[Natural language region descriptions]
◆ ◆ ◆ ◆ ◆ ◆ ◆

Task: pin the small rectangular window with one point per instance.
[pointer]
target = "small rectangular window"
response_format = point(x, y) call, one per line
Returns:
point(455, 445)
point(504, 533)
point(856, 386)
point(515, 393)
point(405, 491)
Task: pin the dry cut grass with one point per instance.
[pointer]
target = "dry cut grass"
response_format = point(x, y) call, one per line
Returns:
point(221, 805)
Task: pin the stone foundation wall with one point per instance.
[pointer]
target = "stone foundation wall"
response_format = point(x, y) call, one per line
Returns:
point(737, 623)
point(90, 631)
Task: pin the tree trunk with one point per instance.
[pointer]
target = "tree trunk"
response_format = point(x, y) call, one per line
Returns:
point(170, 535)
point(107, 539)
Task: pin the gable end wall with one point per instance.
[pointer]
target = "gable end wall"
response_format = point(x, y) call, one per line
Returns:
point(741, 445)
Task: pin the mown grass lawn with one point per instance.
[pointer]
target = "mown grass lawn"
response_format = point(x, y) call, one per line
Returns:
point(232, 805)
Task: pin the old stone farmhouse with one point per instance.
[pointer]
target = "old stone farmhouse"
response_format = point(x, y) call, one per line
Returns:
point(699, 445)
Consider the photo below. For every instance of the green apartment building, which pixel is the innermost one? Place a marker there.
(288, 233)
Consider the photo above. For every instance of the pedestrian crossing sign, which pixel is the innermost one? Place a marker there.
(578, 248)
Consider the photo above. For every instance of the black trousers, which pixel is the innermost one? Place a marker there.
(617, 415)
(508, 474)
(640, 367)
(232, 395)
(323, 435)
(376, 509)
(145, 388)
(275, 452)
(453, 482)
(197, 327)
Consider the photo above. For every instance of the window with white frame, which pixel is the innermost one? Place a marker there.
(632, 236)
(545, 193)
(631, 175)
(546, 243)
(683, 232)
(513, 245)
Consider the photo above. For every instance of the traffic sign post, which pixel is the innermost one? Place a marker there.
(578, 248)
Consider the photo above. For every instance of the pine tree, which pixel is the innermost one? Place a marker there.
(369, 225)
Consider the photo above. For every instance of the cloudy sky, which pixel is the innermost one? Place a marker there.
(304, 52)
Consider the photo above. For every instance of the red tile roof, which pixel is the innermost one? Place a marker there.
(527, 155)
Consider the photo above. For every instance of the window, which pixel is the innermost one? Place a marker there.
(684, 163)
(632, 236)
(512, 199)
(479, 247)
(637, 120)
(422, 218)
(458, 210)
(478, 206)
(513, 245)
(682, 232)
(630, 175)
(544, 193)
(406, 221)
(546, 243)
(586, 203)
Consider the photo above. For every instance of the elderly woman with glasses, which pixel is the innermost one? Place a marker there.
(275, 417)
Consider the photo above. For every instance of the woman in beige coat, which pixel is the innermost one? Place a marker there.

◆ ◆ ◆ ◆ ◆ ◆ ◆

__WHAT THE EXERCISE ASKS__
Precisely as given, transcribe all of the entries above.

__EXERCISE RESULT__
Task: pin the small rectangular window with one point per instance.
[pointer]
target = "small rectangular window"
response_format = point(x, y) call, one per line
Returns:
point(455, 445)
point(504, 533)
point(856, 386)
point(515, 393)
point(405, 491)
Task: pin the dry cut grass with one point per instance.
[pointer]
target = "dry cut grass"
response_format = point(x, y) call, one per line
Returns:
point(221, 805)
Task: pin the stone foundation wall with one point per instance.
[pointer]
target = "stone foundation wall"
response_format = point(x, y) call, one per line
Returns:
point(737, 623)
point(90, 631)
Task: pin the tree trunk with one point per instance.
[pointer]
target = "tree trunk"
response_format = point(x, y) call, one per line
Returns:
point(170, 535)
point(107, 539)
Task: pin the gable end wall with one point per instance.
[pointer]
target = "gable end wall"
response_format = point(x, y) call, one per line
Returns:
point(741, 445)
Task: pin the mown grass lawn with one point per instance.
[pointer]
target = "mown grass lawn"
response_format = point(x, y) call, one per line
Returns:
point(232, 805)
Task: pin the old stone farmhouse with one point per instance.
[pointer]
target = "old stone farmhouse"
response_format = point(x, y) call, one per line
Returns:
point(699, 445)
Consider the photo below. For every instance of the green apartment building, which pixel is the innermost one? Place a marker there.
(288, 233)
Consider the photo above. For every instance of the pedestrian crossing sign, which pixel is the innermost one? Place a marker there.
(578, 248)
Consider the photo above. For every instance of the black trousers, which pixel is the innermost one? Place a marker there.
(617, 415)
(508, 474)
(640, 367)
(232, 395)
(323, 435)
(376, 509)
(145, 388)
(275, 452)
(453, 482)
(197, 327)
Consider the photo above. For every instance of the window with white frame, which pixel is the innermost one? Place a marker there.
(632, 236)
(545, 193)
(631, 175)
(546, 243)
(683, 232)
(513, 245)
Consider the photo above. For every instance of the traffic sign post, which pixel is the innermost one? Place a marker there.
(578, 248)
Consider the photo above. For every instance of the pine tree, which pixel is the innermost one? Place a marker there.
(369, 225)
Consider the photo above. For every instance of the cloudy sky, which pixel is the innermost one? Place a marker there.
(304, 52)
Consider the photo above. For every instance of the red tile roof, which pixel is the innermost one? Place a marker there.
(527, 155)
Consider the photo above. For every instance of the window, which pixel is the innermost one? Place a marker there.
(684, 163)
(632, 236)
(512, 199)
(479, 247)
(637, 120)
(422, 218)
(458, 210)
(478, 206)
(513, 245)
(682, 232)
(630, 175)
(544, 193)
(406, 221)
(546, 243)
(586, 203)
Consider the photo above. For every instance of the elderly woman with glasses, which pixel is the innermost one? Place a marker there.
(275, 417)
Consider the photo above. For every instance of the woman in beige coat, which pixel is the innermost one? Place a marker there.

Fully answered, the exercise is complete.